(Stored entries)
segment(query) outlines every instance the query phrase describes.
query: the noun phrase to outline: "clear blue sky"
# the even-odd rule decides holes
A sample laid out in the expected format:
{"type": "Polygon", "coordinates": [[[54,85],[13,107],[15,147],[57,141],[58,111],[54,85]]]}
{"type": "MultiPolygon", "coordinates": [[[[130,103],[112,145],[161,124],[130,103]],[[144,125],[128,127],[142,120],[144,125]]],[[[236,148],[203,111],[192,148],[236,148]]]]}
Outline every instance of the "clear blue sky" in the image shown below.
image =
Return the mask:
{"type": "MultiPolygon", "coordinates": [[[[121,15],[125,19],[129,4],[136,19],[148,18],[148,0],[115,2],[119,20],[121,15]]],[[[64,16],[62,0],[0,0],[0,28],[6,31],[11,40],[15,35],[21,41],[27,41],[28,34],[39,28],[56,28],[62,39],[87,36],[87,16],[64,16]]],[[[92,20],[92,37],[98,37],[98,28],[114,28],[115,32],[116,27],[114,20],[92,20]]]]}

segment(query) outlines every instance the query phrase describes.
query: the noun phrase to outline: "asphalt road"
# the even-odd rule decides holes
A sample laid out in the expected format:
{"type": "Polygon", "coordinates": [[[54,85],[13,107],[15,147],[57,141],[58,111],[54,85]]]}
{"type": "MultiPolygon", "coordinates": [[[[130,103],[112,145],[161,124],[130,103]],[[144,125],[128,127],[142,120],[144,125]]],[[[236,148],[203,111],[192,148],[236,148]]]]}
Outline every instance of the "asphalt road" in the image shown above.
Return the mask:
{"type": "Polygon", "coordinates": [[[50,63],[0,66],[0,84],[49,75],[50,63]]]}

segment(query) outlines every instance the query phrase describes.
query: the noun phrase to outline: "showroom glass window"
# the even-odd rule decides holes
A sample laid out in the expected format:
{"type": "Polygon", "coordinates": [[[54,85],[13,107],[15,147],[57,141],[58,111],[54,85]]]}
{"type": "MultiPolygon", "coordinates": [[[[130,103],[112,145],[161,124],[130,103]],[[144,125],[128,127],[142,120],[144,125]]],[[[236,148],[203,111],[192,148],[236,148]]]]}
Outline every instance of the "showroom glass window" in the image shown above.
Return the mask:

**Task requirements:**
Reproduce all of the records above verbatim, keeping every line unchanged.

**Response to the exercise:**
segment(query) outlines every instance the query phrase describes.
query: the noun phrase to outline: "clear blue sky"
# the even-odd rule decides holes
A sample laid out in the expected format:
{"type": "Polygon", "coordinates": [[[54,85],[13,107],[15,147],[57,141],[58,111],[54,85]]]}
{"type": "MultiPolygon", "coordinates": [[[[130,103],[112,145],[161,124],[130,103]],[[144,125],[128,127],[142,120],[144,125]]],[[[236,148],[203,111],[192,148],[236,148]]]]}
Outline every instance of the "clear blue sky" in the image shown below.
image =
Return the mask:
{"type": "MultiPolygon", "coordinates": [[[[121,15],[125,19],[129,4],[136,19],[148,18],[148,0],[115,2],[119,20],[121,15]]],[[[64,16],[62,0],[0,0],[0,28],[6,31],[11,40],[15,35],[21,41],[27,41],[28,34],[39,28],[56,28],[62,39],[87,36],[87,16],[64,16]]],[[[92,20],[92,37],[98,37],[98,28],[114,28],[115,32],[116,27],[114,20],[92,20]]]]}

segment(query) outlines every instance the query phrase describes.
query: the noun phrase to outline: "asphalt road"
# the even-odd rule decides holes
A sample laid out in the expected format:
{"type": "Polygon", "coordinates": [[[54,85],[13,107],[15,147],[57,141],[58,111],[54,85]]]}
{"type": "MultiPolygon", "coordinates": [[[[130,103],[112,145],[161,124],[130,103]],[[144,125],[128,127],[142,120],[144,125]]],[[[236,148],[203,111],[192,148],[236,148]]]]}
Outline every instance of the "asphalt road" in the image shown above.
Return the mask:
{"type": "Polygon", "coordinates": [[[50,63],[0,66],[0,84],[49,75],[50,63]]]}

segment(query) outlines every instance the query phrase describes.
query: the noun phrase to outline: "showroom glass window"
# the even-odd rule decides holes
A sample laid out in the expected format:
{"type": "Polygon", "coordinates": [[[54,85],[13,107],[15,147],[57,141],[58,111],[54,85]]]}
{"type": "MultiPolygon", "coordinates": [[[[130,103],[112,145],[161,124],[130,103]],[[144,125],[128,127],[142,120],[144,125]]],[[[236,148],[203,111],[192,148],[236,148]]]]}
Outline every instance of the "showroom glass window" in the image shown above.
Return the mask:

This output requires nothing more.